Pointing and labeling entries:

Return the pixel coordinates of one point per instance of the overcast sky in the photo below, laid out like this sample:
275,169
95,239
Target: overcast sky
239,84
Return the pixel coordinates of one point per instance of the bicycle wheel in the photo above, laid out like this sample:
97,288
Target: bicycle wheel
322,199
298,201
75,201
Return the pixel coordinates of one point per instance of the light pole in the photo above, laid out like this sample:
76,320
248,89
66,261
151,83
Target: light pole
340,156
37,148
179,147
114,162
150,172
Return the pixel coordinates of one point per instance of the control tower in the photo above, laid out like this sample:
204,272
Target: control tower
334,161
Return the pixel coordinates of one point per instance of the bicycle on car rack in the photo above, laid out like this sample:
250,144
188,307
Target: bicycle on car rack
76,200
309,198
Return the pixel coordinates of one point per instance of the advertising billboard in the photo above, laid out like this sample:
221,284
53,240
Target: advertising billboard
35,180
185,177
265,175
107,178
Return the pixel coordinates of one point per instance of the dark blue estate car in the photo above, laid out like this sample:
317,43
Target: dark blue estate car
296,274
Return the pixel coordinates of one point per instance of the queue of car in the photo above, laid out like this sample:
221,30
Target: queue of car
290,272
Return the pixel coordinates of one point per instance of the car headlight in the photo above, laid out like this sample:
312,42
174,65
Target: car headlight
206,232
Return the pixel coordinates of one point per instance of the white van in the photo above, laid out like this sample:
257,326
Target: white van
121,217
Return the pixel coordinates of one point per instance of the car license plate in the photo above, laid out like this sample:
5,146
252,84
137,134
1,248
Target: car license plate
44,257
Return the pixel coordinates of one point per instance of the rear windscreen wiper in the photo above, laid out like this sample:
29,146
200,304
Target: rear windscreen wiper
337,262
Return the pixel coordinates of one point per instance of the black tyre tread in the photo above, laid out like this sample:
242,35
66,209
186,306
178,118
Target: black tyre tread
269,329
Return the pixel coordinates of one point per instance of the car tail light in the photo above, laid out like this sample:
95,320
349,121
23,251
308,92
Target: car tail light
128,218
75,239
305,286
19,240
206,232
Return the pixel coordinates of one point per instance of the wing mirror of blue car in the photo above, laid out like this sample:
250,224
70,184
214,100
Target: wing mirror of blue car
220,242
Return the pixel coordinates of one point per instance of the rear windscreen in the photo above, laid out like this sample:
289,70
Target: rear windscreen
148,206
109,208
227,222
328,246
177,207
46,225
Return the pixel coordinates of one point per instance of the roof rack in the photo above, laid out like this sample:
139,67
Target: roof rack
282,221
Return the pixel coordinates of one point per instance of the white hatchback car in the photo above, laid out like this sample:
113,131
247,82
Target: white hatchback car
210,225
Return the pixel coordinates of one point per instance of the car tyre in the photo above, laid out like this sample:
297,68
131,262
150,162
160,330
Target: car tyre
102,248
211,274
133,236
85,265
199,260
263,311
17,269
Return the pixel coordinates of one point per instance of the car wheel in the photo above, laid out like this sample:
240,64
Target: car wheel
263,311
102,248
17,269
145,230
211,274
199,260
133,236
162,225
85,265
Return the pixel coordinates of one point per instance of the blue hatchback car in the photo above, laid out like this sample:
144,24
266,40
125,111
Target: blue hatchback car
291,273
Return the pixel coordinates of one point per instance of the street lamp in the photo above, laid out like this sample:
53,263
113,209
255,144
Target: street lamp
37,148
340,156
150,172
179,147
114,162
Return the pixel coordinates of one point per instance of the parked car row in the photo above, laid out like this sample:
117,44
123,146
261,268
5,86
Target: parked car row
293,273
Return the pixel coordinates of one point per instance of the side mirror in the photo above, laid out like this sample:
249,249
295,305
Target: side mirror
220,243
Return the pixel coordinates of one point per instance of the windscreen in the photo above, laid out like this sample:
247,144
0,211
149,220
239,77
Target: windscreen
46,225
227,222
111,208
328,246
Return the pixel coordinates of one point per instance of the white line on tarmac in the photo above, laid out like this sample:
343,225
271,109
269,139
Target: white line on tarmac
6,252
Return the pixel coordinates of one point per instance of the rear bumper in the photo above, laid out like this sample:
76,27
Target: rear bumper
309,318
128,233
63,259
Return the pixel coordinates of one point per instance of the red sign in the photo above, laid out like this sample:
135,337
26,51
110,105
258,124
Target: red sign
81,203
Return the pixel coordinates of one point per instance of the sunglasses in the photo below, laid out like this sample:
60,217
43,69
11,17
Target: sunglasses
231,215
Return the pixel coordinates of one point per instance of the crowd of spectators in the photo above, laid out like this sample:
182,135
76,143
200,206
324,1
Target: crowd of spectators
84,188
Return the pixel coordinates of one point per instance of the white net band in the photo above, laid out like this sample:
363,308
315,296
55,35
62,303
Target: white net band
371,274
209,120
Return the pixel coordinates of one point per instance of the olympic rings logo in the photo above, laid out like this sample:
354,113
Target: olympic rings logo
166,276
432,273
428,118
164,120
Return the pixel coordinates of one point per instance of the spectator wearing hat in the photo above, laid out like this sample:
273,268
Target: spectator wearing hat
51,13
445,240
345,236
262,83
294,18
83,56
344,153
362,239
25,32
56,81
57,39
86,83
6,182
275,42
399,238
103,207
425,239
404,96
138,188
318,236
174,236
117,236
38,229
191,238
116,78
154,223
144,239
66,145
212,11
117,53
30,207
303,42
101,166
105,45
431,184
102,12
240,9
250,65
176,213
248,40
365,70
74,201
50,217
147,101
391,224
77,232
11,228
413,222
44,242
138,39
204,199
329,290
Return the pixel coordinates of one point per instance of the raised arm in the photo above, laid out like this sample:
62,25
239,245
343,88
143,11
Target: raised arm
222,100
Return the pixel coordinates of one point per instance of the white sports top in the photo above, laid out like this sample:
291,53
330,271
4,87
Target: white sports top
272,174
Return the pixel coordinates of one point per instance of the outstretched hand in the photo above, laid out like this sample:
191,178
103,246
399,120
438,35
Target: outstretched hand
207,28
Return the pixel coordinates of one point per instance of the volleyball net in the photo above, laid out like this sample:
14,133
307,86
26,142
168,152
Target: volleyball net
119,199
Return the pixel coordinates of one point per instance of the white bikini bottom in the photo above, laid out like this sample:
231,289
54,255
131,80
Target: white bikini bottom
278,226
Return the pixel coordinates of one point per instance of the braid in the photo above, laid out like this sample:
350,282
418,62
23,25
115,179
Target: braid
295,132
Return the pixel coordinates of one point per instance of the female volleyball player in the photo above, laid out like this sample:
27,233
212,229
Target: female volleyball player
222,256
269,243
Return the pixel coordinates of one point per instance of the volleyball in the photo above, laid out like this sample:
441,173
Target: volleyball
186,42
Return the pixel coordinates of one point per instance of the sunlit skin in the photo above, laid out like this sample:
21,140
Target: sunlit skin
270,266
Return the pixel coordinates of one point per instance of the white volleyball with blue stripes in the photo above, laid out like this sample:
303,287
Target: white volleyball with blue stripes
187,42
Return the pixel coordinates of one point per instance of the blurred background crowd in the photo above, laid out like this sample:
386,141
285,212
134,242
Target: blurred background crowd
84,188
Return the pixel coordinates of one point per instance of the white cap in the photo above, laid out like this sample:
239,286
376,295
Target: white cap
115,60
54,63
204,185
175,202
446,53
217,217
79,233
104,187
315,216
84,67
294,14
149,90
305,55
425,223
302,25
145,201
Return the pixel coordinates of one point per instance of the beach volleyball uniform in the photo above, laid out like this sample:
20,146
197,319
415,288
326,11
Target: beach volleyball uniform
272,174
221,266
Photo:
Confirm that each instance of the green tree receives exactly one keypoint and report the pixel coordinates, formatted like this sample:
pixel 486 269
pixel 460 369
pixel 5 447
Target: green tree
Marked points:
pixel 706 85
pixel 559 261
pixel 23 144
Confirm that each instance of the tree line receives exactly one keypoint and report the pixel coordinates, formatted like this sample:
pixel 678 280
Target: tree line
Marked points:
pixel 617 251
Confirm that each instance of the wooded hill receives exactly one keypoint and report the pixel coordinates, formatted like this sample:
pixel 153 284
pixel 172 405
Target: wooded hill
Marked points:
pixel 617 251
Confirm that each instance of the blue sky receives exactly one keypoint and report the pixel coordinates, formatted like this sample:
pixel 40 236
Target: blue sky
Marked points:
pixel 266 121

— DIRECTIVE —
Please revise the part of the items that opens with the line containing "of the sunlit" and closes with the line containing "pixel 23 144", changing every "sample" to "template" and leaving everything else as it is. Give back only those lines.

— TASK RESULT —
Return the pixel coordinates of one point per instance of the sunlit skin in the photo above, laid out like this template:
21,140
Target: sunlit skin
270,266
Return the pixel coordinates of one point per instance of the white volleyball with blue stripes in the photo above, laid out like this template:
303,287
Target: white volleyball with blue stripes
187,42
Return the pixel coordinates of one point per instance of the blurred background crowd in the photo above, laid out like this template:
386,141
285,212
134,242
Target: blurred background crowd
84,188
Return the pixel coordinates of one point per instance of the white cap in the photo above, laid out like this template:
239,286
376,295
Target: white cap
115,60
54,63
204,185
175,202
446,53
217,217
79,233
104,187
315,216
84,67
294,14
149,90
305,55
425,223
302,25
145,201
Return the pixel coordinates of one point per instance of the beach volleyball uniform in the photo above, laid out like this template:
20,146
197,319
415,288
326,11
Target: beach volleyball uniform
272,174
221,266
Photo:
Confirm that each instance of the green tree receives exactly one keypoint and report the pixel coordinates, formatted like this template:
pixel 486 269
pixel 460 369
pixel 5 447
Target: green tree
Marked points:
pixel 706 85
pixel 559 261
pixel 23 144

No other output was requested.